— Brief —
Which lines of the records below contain the string "dark"? Pull out each one and copy it whole, matching the word's upper and lower case.

— Task data —
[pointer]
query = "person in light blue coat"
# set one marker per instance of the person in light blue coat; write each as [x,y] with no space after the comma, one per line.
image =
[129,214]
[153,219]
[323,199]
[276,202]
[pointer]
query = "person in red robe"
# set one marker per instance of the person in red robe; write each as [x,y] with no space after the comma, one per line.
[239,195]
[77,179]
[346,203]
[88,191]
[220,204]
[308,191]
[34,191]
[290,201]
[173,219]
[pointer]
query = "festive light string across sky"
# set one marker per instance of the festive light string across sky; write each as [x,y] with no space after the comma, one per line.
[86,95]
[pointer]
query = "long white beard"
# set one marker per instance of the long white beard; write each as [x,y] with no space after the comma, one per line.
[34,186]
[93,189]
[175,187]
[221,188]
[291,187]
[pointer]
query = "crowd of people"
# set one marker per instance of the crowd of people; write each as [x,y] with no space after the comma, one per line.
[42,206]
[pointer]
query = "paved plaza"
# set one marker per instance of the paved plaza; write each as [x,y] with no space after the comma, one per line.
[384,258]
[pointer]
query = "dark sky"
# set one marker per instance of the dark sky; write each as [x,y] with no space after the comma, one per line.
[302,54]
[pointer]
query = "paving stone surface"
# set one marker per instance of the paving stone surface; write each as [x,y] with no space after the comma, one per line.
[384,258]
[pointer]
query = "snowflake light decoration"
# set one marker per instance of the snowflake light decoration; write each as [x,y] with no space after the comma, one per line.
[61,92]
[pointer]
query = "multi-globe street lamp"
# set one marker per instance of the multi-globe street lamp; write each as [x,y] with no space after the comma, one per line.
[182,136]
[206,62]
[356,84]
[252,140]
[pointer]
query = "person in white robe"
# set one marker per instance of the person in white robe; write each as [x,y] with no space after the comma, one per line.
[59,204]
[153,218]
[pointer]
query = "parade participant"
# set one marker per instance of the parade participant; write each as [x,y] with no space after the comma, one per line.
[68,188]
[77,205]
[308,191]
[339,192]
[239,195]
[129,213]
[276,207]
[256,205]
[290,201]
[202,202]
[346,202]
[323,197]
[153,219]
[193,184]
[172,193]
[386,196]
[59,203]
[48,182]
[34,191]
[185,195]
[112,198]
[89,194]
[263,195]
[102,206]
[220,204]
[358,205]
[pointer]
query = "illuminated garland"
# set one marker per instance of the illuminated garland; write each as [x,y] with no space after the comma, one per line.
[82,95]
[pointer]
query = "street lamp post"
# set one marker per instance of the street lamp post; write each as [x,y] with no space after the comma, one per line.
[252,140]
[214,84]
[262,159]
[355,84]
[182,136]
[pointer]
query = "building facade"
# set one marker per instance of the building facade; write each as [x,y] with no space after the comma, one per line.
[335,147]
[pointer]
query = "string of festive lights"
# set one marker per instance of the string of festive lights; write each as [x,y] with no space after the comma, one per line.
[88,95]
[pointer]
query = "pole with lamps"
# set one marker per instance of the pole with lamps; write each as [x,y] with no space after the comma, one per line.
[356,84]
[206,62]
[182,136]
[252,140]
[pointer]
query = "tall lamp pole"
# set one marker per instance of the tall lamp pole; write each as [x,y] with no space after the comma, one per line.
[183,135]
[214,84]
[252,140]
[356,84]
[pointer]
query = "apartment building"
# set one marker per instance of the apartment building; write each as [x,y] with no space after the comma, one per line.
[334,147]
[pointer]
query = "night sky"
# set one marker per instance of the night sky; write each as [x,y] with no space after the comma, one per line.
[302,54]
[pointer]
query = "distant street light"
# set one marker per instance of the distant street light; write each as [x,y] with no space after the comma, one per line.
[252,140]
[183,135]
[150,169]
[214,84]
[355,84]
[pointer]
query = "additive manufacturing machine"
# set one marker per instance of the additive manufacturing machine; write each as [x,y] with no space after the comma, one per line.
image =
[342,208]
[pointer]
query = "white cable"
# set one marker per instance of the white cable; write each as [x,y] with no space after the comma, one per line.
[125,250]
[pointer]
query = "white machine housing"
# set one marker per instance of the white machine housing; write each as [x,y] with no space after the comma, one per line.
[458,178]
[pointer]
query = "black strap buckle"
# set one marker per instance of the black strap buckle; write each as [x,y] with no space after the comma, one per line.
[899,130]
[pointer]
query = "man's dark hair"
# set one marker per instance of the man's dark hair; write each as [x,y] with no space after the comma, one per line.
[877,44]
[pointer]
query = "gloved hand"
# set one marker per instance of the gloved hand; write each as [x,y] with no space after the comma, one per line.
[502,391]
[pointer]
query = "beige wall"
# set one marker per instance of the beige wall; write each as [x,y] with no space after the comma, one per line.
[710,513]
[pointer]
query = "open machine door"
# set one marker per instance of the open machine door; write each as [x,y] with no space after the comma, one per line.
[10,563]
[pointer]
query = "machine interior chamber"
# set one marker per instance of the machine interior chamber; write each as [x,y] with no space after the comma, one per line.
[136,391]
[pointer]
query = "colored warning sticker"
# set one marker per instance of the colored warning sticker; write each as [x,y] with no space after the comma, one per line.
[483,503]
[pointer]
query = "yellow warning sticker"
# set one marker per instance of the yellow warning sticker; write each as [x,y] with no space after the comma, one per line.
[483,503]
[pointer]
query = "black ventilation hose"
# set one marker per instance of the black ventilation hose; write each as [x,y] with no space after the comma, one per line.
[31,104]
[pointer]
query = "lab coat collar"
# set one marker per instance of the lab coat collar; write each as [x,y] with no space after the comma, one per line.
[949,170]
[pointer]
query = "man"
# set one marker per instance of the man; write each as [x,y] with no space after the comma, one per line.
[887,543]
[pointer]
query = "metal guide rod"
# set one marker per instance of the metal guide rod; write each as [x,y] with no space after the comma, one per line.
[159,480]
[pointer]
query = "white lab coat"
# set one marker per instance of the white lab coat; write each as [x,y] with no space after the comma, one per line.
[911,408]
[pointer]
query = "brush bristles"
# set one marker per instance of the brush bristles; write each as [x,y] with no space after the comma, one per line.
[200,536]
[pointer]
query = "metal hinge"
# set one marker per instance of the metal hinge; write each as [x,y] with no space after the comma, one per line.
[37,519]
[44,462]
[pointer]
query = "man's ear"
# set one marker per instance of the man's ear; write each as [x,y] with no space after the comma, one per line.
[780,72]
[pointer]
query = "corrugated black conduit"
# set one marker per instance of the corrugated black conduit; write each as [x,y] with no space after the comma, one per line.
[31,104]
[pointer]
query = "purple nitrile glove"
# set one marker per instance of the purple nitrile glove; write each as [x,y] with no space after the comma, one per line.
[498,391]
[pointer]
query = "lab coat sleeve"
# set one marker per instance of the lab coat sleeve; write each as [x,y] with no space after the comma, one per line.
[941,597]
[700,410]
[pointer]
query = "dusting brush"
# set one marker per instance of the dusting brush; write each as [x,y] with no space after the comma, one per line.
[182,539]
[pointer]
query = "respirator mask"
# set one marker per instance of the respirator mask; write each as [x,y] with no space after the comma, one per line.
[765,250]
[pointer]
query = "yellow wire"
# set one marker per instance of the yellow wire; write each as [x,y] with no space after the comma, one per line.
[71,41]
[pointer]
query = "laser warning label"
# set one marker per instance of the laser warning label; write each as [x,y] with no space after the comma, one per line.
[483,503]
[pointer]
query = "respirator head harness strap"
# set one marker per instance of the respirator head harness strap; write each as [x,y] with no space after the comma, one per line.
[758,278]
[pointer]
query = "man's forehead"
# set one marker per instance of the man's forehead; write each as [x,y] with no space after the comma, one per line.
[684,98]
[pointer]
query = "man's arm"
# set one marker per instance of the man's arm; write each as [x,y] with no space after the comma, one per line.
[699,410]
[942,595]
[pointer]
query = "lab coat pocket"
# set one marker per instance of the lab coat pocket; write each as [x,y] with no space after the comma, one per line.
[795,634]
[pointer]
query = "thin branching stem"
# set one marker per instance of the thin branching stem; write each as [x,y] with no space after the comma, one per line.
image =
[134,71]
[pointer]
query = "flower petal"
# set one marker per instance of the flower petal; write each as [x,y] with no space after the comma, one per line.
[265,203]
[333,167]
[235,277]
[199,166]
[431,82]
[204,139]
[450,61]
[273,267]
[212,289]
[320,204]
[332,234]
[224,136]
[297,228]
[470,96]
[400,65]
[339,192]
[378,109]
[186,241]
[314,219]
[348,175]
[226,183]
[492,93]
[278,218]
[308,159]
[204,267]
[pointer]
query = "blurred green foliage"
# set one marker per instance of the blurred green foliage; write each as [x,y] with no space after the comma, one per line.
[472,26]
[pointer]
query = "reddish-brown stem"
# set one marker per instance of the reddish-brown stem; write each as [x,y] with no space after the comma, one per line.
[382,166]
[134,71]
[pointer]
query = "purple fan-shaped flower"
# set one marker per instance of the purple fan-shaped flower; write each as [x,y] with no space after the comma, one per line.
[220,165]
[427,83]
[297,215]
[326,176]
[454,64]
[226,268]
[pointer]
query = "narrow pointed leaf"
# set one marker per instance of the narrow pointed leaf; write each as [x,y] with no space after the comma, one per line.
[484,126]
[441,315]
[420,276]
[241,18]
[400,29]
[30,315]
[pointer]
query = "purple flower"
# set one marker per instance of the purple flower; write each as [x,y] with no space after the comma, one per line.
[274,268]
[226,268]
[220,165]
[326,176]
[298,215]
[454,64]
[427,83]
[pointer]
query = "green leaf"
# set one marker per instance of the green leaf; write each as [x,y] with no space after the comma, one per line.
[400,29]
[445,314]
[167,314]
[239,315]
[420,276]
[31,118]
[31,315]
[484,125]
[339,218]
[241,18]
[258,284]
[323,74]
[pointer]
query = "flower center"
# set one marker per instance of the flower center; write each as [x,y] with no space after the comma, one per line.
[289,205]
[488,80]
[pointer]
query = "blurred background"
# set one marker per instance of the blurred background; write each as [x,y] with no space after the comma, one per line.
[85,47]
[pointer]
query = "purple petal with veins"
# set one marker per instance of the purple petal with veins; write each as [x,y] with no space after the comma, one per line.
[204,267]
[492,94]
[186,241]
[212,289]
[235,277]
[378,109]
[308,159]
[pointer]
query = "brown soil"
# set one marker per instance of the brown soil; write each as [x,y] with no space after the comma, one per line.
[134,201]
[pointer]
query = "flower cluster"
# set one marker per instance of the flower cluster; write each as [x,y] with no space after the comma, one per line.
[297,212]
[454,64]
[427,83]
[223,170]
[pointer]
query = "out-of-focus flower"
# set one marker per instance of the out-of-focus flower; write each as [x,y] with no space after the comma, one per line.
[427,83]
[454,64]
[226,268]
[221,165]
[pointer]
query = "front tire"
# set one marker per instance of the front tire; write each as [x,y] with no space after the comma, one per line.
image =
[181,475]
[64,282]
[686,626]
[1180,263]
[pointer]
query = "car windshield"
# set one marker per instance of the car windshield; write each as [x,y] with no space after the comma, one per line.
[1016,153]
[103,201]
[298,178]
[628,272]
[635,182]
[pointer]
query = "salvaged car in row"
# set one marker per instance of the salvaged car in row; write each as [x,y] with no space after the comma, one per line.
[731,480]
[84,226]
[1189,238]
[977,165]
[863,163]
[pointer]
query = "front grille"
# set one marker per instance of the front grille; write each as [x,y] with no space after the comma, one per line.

— Answer to this problem —
query = "dark sky"
# set one marker per instance of the dark sky; write each as [x,y] with no space after the comma, one per line.
query = "man's dark hair"
# set one marker per instance of the man's dark hair; write each as [x,y] with no space after the comma, one per line.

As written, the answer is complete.